**EXERCISE MATERIALS**.
++++++++

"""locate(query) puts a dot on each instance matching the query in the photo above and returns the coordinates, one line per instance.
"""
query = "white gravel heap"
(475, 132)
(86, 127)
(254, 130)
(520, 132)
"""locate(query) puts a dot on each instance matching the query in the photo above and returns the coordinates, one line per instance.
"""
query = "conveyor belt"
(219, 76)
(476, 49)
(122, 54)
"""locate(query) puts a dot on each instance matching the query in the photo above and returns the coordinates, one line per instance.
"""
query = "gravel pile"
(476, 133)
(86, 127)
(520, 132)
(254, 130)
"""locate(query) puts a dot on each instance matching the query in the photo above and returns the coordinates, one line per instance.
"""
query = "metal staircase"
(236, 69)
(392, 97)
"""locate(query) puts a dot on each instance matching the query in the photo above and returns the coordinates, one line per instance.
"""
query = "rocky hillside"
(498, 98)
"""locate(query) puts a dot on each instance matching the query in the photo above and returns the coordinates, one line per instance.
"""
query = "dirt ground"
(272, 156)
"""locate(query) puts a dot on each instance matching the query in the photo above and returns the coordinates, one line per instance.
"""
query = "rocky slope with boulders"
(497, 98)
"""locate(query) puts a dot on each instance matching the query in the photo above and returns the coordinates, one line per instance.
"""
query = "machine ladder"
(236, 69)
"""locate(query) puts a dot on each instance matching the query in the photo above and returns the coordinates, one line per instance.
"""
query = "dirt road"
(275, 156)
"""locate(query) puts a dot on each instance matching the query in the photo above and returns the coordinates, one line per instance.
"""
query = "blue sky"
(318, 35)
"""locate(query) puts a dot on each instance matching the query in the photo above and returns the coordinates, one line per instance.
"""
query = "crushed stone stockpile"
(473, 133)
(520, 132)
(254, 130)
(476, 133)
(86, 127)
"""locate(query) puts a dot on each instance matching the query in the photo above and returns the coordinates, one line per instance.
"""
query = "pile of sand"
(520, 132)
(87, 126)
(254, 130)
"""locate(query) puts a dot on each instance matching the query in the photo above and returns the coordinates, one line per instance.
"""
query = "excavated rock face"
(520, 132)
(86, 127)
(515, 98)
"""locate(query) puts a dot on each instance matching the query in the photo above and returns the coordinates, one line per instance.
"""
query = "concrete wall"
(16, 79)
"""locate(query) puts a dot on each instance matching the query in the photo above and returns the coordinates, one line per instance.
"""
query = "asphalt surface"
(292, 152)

++++++++

**TASK TO COMPLETE**.
Output the entire listing again, word for word.

**SOLUTION FOR THIS EXERCISE**.
"""locate(query) puts a dot on each instance matching the query in the photo above and returns the coordinates, one line per instance.
"""
query = "white gravel heap"
(475, 132)
(86, 127)
(254, 130)
(520, 132)
"""locate(query) puts a dot on each instance matching the query in the photo above and returns the coordinates, one line per instance.
"""
query = "conveyor belt"
(219, 76)
(476, 49)
(122, 54)
"""locate(query) puts a dot on each instance matching the query in the photo above and returns the coordinates, one line per instance.
"""
query = "gravel pile"
(476, 133)
(86, 127)
(520, 132)
(254, 130)
"""locate(query) puts a dot on each instance matching the query in the photo above and returns the coordinates, one line per instance.
"""
query = "metal staircase"
(236, 69)
(392, 97)
"""locate(query) puts a dot on each instance matching the query in the photo above and returns the coordinates, one line per instance.
"""
query = "rocky hillside"
(498, 98)
"""locate(query) puts a dot on each instance matching the query in the photo above and returns the coordinates, one line per instance.
"""
query = "dirt ground"
(272, 156)
"""locate(query) puts a dot on each instance matching the query in the photo above and returns the coordinates, one line per instance.
"""
query = "rocky slope with boulders"
(497, 98)
"""locate(query) puts a dot on each instance matching the query in the photo above and returns the coordinates, one line per instance.
"""
query = "machine ladder"
(236, 69)
"""locate(query) puts a dot on each instance matching the query in the photo above and returns the coordinates, one line per instance.
"""
query = "dirt road"
(275, 156)
"""locate(query) puts a dot on each instance matching the query in the photo above and returns the coordinates, one line per instance.
"""
query = "blue sky"
(318, 35)
"""locate(query) puts a dot on each instance matching the query in the photo above and returns the coordinates, one line per instance.
"""
query = "crushed stone stockpile"
(473, 133)
(520, 132)
(254, 130)
(476, 133)
(86, 127)
"""locate(query) puts a dot on each instance matching the query in the photo above and returns the coordinates, one line per instance.
"""
query = "pile of sand"
(520, 132)
(87, 126)
(254, 130)
"""locate(query) puts a dot on each instance matching the query in the photo above and returns the coordinates, one line per instance.
"""
query = "excavated rock face"
(520, 132)
(86, 127)
(515, 98)
"""locate(query) puts a dot on each instance matching the query in the photo above and returns the coordinates, one line per instance.
"""
query = "concrete wall"
(16, 79)
"""locate(query) puts a dot on each instance matching the query in the photo above and returns the coordinates, one line per instance.
"""
query = "asphalt surface"
(292, 152)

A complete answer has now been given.